● **Artículo**
México y el laberinto de la institucionalidad
«Si la Corte Suprema decide el martes anular la reforma parcialmente, convivirán en México dos constituciones contradictorias, esto es, una legalidad imposible»
En El Federalista (número 78) Alexander Hamilton afirmó que, de los tres poderes del Estado, el Judicial era el menos peligroso. A diferencia del Ejecutivo, que monopoliza la coacción (la espada) y del Legislativo, que regula los derechos y deberes del ciudadano (la voluntad), el judicial solo cuenta con la capacidad de enjuiciar, «… y al fin y al cabo depende del auxilio del Ejecutivo para que sus decisiones sean eficaces».
Entre estas decisiones está, obviamente para Hamilton, la anulación de una ley por ser contraria a la Constitución: «… nada depende de principios más claros – afirma- que todo acto de una autoridad delegada, contraria al tenor de la comisión bajo la que se ejerce, es nulo. Por lo tanto, ninguna ley contraria a la Constitución puede ser válida. Negar esta conclusión sería como afirmar que el mandatario es más que el mandante; que los representantes del pueblo prevalecen sobre el pueblo mismo; que los hombres que actúan en virtud de poderes pueden hacer, no solo lo que los poderes no les permiten, sino también lo que les prohíben». Sobre esta lógica, la misma que aplicó el juez Marshall en la pionera sentencia Marbury v. Madison (1803), la misma que trasladó a Europa el gran jurista austríaco Hans Kelsen, se asienta la institución del control judicial de la constitucionalidad de la ley, y del órgano – Tribunal Constitucional o Corte Suprema- encargado de la vigilancia de la Constitución.
La institución, empero, siempre fue sospechosa. La razón es, también, simple: cualquier Constitución contiene reglas claras – «queda abolida la pena de muerte» (artículo 15)- pero otras muchas de contenido controvertible. Por ejemplo, ese mismo artículo 15 de la Constitución Española, afirma: «Todos tienen derecho a la vida». ¿Cuán universal es ese cuantificador? ¿Incluye a los seres humanos concebidos, pero no nacidos? ¿A los animales no humanos? Y el derecho a la vida ¿comprende también el derecho a disponer de ella?

[Registros de origen]
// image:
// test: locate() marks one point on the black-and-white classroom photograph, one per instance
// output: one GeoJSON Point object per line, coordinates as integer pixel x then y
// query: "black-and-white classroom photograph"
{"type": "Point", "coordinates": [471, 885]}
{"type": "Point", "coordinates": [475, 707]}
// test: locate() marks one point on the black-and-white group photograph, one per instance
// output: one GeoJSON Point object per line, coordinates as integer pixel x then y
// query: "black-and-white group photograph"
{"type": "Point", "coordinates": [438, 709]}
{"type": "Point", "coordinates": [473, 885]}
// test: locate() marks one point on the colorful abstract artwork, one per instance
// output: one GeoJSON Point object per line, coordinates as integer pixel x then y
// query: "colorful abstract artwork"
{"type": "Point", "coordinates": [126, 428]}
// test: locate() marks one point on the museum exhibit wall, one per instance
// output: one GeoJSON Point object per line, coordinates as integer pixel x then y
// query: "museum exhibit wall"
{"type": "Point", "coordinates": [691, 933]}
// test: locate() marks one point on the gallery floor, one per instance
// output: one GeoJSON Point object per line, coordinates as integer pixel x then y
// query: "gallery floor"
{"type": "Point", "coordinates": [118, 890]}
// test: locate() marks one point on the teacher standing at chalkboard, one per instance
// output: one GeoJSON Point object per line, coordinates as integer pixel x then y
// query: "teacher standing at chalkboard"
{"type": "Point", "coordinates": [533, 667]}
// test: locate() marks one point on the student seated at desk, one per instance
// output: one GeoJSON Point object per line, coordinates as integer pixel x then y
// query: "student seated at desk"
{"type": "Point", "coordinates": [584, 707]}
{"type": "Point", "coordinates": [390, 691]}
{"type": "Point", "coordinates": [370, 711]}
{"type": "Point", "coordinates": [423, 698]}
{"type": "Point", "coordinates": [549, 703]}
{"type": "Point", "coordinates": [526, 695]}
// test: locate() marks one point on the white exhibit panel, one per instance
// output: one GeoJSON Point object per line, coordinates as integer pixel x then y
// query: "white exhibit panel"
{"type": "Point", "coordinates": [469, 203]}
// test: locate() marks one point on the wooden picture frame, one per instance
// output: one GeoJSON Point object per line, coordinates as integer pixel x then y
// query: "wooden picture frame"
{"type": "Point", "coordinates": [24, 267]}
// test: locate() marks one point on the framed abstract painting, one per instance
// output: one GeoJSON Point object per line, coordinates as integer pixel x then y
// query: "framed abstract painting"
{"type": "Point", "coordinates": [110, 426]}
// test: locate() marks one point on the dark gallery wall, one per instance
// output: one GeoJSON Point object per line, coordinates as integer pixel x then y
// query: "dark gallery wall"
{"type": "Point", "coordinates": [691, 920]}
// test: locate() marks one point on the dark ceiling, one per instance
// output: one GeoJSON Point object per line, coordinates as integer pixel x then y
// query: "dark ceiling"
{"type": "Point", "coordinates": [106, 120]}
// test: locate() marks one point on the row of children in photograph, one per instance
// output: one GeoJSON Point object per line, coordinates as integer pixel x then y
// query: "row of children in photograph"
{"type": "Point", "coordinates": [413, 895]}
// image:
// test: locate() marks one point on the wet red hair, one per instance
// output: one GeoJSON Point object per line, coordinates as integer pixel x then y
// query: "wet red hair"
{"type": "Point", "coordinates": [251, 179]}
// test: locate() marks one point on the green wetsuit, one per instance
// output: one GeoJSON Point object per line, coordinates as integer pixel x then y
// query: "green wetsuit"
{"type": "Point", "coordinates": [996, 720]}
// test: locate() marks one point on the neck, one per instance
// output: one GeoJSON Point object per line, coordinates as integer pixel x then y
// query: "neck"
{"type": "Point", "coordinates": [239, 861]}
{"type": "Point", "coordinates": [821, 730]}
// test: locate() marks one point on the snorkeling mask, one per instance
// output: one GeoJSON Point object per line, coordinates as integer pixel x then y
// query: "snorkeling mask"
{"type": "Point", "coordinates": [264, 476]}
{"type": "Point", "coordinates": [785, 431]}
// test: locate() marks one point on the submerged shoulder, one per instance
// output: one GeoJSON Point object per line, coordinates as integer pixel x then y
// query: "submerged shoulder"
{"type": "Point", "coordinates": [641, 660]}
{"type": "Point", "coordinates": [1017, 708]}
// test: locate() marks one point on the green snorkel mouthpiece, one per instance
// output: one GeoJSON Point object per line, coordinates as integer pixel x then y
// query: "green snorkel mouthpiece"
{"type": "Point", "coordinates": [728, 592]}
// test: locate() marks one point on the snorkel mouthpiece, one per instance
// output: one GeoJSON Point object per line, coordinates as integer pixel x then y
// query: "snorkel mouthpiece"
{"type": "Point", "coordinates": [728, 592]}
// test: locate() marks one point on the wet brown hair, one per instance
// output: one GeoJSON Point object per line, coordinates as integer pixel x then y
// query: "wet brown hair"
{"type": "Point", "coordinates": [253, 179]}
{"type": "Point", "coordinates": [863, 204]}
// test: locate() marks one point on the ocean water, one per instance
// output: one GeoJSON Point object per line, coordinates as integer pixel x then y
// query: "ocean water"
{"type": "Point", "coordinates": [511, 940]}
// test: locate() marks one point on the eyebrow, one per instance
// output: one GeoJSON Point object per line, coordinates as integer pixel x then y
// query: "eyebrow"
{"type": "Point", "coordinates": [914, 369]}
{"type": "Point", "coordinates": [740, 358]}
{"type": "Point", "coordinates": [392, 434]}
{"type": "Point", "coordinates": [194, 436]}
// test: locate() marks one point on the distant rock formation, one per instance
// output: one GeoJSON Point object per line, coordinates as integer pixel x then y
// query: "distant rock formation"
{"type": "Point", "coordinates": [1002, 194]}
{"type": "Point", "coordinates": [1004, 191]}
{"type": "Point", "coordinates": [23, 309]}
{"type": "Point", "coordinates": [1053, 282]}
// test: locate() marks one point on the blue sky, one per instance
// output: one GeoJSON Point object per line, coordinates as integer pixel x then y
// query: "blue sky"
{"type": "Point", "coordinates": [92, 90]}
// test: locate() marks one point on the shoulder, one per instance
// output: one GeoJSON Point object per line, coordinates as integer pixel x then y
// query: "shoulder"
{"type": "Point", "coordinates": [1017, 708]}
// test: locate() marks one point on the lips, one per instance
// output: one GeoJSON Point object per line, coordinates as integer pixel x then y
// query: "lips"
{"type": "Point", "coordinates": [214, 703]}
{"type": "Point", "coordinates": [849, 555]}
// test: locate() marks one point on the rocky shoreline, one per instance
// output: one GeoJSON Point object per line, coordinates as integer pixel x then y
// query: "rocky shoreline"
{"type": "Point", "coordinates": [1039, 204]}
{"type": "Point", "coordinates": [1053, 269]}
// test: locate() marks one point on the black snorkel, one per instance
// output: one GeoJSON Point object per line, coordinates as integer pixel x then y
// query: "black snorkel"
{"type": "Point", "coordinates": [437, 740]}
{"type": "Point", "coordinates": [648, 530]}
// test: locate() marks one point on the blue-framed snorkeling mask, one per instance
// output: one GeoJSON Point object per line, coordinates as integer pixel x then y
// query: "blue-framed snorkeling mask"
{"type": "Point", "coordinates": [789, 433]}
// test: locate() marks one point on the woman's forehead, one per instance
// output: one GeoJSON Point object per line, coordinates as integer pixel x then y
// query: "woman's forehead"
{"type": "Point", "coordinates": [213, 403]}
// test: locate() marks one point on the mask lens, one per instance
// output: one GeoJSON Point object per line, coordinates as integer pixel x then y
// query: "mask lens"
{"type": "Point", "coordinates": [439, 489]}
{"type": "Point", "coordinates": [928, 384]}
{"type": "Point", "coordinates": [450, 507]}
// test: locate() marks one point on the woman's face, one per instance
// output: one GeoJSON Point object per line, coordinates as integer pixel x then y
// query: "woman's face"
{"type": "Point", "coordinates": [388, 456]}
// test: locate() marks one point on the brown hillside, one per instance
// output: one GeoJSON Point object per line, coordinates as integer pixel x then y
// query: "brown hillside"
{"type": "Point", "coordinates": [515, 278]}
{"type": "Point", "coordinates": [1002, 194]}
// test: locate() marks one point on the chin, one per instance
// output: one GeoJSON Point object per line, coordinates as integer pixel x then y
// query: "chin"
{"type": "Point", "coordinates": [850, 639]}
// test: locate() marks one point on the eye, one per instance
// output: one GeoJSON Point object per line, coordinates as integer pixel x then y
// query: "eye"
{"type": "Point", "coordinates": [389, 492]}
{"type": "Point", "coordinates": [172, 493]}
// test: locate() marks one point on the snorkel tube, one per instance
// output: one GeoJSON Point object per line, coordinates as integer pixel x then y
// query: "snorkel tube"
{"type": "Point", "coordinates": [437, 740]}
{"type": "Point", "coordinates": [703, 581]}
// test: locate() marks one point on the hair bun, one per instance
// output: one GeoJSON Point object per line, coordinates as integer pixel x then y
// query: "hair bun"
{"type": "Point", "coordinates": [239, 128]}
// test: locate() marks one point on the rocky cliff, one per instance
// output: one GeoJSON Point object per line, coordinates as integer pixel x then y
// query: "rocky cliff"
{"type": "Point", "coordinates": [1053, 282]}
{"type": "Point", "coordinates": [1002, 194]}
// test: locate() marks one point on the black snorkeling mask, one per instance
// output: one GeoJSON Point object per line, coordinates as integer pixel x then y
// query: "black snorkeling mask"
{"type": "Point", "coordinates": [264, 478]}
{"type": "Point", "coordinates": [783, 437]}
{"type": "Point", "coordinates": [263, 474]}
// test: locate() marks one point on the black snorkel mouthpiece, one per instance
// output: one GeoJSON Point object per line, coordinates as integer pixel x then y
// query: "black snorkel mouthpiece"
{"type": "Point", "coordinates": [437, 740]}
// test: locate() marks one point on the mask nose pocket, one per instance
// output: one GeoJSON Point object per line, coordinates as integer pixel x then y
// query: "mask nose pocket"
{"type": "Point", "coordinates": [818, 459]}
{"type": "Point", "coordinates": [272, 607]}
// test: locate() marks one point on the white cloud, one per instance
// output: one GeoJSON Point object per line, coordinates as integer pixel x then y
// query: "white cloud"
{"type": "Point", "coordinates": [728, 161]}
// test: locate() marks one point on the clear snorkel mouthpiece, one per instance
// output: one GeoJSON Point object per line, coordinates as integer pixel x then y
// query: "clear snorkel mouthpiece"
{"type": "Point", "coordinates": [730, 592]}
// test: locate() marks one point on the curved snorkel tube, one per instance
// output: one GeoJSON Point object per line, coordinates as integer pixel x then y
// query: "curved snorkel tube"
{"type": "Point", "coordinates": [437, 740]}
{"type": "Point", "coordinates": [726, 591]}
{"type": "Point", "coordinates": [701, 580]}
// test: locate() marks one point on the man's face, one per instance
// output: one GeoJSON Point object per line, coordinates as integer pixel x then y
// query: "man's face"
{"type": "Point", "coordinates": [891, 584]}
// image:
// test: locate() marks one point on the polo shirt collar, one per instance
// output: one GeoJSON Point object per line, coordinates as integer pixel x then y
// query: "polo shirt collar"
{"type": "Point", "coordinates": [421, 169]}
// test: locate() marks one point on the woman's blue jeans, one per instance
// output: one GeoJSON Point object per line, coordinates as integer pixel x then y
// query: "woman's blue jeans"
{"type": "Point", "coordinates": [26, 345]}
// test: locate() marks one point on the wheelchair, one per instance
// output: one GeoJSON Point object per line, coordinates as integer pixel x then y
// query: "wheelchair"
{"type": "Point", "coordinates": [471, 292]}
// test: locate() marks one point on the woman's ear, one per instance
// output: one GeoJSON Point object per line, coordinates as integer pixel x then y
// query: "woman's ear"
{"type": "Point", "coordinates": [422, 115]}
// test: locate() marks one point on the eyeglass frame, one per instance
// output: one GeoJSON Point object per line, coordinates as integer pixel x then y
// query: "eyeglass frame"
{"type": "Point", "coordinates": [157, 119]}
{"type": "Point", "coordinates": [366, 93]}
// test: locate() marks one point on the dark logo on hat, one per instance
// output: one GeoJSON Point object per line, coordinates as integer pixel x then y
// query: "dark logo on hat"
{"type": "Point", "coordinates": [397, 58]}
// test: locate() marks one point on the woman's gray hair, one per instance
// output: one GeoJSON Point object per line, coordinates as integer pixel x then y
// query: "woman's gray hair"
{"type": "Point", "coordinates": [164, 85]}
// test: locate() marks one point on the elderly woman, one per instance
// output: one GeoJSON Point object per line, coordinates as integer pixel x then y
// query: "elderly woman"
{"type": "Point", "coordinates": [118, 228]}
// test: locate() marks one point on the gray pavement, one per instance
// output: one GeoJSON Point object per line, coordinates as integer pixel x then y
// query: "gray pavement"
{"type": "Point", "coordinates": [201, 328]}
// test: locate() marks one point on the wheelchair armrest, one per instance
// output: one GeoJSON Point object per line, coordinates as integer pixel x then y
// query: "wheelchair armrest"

● **Enunciado del ejercicio**
Por favor, traduce al inglés esta oración del artículo: «La institución, empero, siempre fue sospechosa».

● **Respuesta completa**
The institution, however, was always suspect.